_The problem_
Scan the records for lines with the word "hood", and copy every such line.

_Data to process_

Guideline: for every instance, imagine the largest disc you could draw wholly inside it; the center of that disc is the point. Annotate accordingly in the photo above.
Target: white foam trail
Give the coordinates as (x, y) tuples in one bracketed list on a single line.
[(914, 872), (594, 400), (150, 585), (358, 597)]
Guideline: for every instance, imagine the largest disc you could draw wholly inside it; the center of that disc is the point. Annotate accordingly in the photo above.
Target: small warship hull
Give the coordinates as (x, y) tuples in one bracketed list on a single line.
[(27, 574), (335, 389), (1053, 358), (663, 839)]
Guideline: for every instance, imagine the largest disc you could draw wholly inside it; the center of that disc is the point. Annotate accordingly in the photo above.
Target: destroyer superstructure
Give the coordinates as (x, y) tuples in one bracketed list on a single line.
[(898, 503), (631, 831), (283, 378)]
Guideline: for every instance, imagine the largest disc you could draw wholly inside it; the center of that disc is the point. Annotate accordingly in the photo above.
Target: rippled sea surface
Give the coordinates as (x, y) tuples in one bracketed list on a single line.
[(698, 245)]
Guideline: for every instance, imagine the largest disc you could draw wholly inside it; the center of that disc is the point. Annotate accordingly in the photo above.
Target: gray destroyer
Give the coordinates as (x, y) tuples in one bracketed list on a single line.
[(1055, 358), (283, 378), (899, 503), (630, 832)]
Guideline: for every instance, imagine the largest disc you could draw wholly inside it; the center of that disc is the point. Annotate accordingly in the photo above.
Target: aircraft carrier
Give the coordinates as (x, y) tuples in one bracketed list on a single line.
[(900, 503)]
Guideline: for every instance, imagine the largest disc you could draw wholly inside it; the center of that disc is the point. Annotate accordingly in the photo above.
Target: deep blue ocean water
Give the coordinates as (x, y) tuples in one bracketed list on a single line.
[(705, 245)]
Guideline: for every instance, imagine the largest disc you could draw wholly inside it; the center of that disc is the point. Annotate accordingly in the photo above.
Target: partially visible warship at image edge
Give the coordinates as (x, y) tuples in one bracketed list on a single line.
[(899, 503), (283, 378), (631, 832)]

==

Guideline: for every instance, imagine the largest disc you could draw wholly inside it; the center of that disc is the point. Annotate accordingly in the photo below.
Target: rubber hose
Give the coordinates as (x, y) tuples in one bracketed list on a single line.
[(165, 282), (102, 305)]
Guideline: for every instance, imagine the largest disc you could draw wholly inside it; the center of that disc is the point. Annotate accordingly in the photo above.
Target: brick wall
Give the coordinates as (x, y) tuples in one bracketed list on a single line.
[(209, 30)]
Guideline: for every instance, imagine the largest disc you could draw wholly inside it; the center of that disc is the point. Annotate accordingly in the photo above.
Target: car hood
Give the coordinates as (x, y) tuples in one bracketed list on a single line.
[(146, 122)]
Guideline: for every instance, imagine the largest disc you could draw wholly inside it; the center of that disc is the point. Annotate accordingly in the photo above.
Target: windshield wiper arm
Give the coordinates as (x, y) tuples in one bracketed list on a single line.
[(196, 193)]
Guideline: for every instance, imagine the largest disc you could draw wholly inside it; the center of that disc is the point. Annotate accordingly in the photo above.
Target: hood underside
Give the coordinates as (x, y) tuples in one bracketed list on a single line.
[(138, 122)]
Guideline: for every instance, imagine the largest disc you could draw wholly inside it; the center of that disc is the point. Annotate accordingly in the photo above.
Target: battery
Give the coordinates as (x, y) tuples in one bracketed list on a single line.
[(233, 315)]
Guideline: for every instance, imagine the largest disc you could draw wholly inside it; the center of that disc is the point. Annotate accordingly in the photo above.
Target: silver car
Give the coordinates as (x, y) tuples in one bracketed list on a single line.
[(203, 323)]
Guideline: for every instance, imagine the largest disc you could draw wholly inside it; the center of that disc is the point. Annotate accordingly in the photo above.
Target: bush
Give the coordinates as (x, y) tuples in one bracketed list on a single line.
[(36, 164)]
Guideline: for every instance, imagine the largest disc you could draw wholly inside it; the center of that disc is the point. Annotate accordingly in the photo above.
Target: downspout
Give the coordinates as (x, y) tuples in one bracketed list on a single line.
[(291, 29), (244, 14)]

* * *

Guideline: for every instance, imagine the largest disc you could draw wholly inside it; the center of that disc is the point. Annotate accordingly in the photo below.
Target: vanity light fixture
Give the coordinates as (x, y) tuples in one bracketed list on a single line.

_Task response_
Target: car hood
Target: hood underside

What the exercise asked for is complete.